### REQUEST
Show every line of the records below that contains the word "wooden", copying each line in full.

### MATERIAL FOR THIS TASK
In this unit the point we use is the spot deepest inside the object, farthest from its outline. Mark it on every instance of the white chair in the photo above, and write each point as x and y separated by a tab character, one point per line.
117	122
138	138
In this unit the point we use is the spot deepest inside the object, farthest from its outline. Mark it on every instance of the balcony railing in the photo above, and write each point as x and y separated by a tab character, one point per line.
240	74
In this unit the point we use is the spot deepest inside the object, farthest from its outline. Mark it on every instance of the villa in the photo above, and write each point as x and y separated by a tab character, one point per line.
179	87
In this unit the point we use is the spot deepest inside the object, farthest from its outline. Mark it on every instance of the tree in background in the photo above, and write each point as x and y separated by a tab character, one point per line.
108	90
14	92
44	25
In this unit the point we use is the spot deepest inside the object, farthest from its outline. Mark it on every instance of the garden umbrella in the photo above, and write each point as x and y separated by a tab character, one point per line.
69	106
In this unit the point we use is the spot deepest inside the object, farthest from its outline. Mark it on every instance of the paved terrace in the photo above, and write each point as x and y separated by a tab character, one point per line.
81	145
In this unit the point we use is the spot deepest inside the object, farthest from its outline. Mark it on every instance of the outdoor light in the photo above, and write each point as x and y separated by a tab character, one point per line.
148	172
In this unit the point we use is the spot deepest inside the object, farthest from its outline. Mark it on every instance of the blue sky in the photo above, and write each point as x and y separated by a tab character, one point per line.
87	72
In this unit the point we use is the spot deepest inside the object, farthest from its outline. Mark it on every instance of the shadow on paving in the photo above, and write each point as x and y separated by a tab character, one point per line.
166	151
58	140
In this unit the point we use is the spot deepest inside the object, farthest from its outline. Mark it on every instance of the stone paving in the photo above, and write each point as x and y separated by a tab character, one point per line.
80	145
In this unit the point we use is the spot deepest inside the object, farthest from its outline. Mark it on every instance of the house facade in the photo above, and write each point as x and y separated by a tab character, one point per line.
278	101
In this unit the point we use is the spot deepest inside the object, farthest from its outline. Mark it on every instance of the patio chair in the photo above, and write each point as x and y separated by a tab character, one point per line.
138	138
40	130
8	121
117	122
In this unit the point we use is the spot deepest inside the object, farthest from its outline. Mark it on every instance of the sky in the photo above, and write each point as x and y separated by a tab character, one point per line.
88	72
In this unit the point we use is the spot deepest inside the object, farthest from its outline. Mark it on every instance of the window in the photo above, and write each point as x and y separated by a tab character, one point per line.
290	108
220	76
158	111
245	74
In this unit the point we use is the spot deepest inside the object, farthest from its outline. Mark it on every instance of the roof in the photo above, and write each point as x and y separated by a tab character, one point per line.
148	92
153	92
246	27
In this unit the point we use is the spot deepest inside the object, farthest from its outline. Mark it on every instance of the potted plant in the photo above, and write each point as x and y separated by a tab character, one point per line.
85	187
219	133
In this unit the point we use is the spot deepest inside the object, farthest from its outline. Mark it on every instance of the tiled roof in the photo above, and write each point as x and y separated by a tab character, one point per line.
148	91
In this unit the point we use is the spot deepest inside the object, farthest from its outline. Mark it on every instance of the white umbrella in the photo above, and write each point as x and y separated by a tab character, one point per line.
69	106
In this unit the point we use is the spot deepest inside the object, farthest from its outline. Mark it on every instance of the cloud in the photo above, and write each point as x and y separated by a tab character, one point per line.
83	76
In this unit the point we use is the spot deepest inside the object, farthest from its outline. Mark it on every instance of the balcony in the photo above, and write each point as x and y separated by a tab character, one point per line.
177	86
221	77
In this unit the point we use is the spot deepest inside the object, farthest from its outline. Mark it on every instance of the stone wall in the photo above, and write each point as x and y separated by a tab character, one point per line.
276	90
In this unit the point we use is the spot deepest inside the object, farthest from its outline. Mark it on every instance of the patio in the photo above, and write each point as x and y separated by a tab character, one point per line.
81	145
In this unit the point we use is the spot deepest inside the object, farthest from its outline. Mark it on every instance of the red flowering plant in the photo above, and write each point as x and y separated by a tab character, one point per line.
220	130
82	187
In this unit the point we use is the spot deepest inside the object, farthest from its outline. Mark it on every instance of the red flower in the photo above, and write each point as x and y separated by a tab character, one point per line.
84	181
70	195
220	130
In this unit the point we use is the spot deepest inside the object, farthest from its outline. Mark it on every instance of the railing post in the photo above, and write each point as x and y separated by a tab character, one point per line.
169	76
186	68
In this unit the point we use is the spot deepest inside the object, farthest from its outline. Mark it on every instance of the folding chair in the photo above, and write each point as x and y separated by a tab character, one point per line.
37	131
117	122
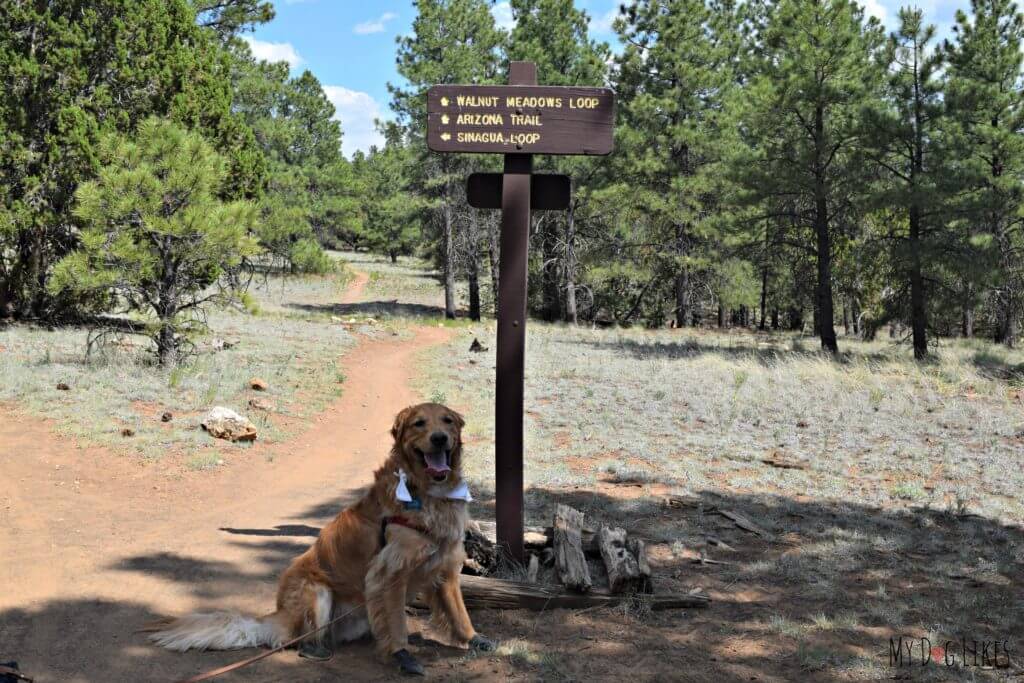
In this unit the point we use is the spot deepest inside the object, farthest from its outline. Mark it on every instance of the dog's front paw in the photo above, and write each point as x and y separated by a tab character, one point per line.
408	664
481	644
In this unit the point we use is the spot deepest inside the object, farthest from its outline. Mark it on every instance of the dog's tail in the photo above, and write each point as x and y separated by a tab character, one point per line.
218	631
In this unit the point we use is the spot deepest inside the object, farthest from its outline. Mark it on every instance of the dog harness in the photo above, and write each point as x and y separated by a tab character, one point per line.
401	494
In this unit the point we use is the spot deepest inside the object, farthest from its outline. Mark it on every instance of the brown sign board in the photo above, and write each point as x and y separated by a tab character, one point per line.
520	119
547	191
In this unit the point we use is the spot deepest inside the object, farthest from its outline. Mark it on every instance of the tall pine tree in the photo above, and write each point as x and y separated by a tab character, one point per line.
986	100
453	41
818	69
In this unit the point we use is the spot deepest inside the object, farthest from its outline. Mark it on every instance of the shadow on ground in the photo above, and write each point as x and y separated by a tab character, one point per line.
859	573
374	308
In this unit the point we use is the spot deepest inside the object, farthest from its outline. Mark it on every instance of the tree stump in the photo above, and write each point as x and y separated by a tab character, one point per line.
569	560
624	571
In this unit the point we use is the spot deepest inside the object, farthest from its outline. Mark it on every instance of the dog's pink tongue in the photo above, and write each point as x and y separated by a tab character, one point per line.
436	463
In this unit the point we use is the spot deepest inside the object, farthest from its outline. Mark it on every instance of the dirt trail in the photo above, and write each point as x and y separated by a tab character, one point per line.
94	545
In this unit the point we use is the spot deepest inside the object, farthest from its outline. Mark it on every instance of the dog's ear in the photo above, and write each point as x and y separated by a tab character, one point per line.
399	422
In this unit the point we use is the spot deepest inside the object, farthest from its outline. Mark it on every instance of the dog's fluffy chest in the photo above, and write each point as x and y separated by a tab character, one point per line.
444	519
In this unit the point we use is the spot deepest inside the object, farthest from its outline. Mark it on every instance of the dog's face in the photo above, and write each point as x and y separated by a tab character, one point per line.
428	437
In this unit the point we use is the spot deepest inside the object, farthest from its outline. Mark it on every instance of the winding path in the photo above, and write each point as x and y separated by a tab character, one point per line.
93	546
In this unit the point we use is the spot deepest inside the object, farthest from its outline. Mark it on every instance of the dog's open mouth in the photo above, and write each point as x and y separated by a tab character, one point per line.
436	463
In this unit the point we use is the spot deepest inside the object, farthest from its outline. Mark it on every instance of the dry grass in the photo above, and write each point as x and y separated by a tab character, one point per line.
294	349
702	410
905	518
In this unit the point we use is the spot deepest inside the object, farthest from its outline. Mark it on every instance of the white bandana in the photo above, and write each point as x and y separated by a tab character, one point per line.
460	493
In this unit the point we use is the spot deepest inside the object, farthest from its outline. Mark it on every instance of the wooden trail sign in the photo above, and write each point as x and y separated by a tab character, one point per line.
508	119
518	120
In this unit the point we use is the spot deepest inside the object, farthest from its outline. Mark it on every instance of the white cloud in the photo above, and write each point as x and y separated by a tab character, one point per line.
503	15
356	111
375	26
273	51
603	23
876	8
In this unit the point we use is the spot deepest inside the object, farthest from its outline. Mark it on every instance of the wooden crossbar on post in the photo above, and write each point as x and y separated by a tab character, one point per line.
517	120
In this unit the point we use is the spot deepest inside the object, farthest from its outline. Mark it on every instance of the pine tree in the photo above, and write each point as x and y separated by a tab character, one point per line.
229	17
72	71
308	198
909	138
390	208
155	237
553	34
674	78
453	41
986	99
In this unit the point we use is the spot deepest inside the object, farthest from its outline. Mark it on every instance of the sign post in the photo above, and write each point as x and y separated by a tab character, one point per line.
518	120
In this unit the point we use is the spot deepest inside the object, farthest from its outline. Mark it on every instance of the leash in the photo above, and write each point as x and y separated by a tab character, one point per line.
206	676
242	664
13	673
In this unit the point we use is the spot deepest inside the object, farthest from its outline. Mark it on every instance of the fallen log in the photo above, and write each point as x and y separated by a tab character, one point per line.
745	524
481	593
569	559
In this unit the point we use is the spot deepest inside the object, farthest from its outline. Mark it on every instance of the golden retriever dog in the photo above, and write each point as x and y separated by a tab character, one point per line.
403	537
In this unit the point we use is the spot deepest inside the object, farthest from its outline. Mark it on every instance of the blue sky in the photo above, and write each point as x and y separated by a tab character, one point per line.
350	47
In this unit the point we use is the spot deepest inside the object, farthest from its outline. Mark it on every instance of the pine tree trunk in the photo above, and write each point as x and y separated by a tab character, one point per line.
473	254
551	304
824	309
764	299
449	247
967	325
493	259
570	266
474	290
796	319
683	312
919	322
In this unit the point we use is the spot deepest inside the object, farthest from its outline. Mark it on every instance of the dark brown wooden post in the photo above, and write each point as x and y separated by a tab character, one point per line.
512	337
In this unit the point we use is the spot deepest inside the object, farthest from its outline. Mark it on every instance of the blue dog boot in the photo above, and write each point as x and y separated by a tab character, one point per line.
482	644
408	664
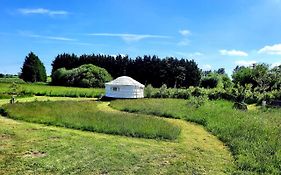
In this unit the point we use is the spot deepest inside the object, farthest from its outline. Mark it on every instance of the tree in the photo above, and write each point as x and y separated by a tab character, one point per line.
33	70
221	71
86	75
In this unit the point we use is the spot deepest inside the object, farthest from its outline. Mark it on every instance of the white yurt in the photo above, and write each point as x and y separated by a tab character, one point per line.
124	87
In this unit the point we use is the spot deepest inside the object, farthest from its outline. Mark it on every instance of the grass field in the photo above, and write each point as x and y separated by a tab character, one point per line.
89	116
11	80
253	136
28	148
54	91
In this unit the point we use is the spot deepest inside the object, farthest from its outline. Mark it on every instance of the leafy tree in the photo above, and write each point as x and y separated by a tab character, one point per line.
243	76
209	82
86	75
221	71
33	70
147	69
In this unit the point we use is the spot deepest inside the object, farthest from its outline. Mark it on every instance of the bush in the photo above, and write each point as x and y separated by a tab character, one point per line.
86	75
209	82
197	101
33	70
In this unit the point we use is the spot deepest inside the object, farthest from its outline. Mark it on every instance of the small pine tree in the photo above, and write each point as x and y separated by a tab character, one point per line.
33	70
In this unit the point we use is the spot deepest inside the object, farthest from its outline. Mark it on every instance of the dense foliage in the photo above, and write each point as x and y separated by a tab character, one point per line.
260	76
33	70
91	116
252	136
52	91
147	69
86	75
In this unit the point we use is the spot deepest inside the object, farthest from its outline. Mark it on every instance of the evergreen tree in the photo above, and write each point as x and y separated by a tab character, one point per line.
33	70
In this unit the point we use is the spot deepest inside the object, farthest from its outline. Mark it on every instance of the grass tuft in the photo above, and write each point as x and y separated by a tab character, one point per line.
88	116
252	136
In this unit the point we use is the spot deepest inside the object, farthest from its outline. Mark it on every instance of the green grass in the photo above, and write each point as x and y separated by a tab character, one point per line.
28	148
91	116
11	80
253	136
54	91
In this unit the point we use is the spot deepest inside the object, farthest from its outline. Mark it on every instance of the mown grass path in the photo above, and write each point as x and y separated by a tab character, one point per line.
29	148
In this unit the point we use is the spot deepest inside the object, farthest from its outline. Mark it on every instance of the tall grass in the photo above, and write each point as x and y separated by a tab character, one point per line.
54	91
87	116
252	136
11	80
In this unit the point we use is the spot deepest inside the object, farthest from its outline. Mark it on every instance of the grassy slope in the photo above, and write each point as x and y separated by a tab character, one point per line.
253	136
46	90
86	115
29	148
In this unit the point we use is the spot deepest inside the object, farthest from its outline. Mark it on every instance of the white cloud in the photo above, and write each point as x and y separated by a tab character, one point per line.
59	38
42	11
206	67
184	42
233	53
273	50
129	37
189	54
185	32
245	63
275	64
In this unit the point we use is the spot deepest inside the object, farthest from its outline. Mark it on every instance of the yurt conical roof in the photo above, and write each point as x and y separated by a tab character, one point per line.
125	81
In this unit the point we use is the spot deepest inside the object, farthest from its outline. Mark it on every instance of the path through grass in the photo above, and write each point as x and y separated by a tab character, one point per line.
30	148
253	136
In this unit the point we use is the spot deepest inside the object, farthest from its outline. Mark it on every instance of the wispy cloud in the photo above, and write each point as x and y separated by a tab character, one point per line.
185	40
59	38
273	49
42	11
275	64
233	53
128	37
245	62
195	54
206	67
185	32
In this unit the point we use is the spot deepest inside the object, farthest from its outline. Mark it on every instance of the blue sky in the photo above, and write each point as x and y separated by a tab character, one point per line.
215	33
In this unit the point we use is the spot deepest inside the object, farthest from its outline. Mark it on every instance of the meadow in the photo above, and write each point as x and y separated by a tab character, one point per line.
43	149
52	91
92	116
253	136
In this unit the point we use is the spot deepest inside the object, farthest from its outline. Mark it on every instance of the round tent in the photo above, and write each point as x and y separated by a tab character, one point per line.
124	87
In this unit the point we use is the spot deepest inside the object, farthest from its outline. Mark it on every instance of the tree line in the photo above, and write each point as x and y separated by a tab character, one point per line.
147	69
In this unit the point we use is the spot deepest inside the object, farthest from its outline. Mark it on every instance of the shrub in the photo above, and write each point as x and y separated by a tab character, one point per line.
209	82
33	70
86	75
197	101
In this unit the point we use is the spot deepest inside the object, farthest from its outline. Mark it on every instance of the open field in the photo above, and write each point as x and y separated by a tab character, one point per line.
35	148
253	136
54	91
87	115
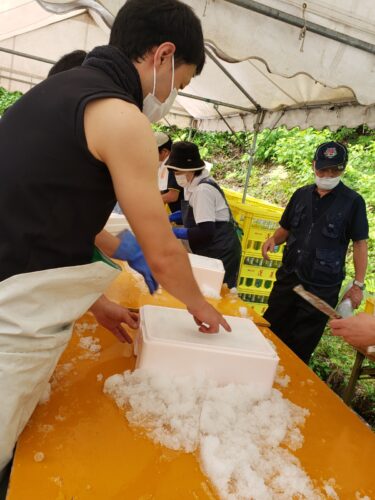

### WRITTEN RESPONSE
In this unit the point we use is the spot deepest inside the object, farthest from its outline. Mark it on every instance of the wooden trail sign in the photo above, and write each point as x and y separated by a tab character, one point per line.
In this unit the point we use is the spot deepest inside the object, farthest from its outline. Mark it on every instance of the wooden crossbar on post in the photo above, and write each point as x and y separated by a tab character, one point per line.
In this unit the point we use is the spot deepest inside the object, farthest from its outline. Mark it on every instance of the dark brown wooden post in the photo above, and write each point as x and y separated by a tab character, one point per line.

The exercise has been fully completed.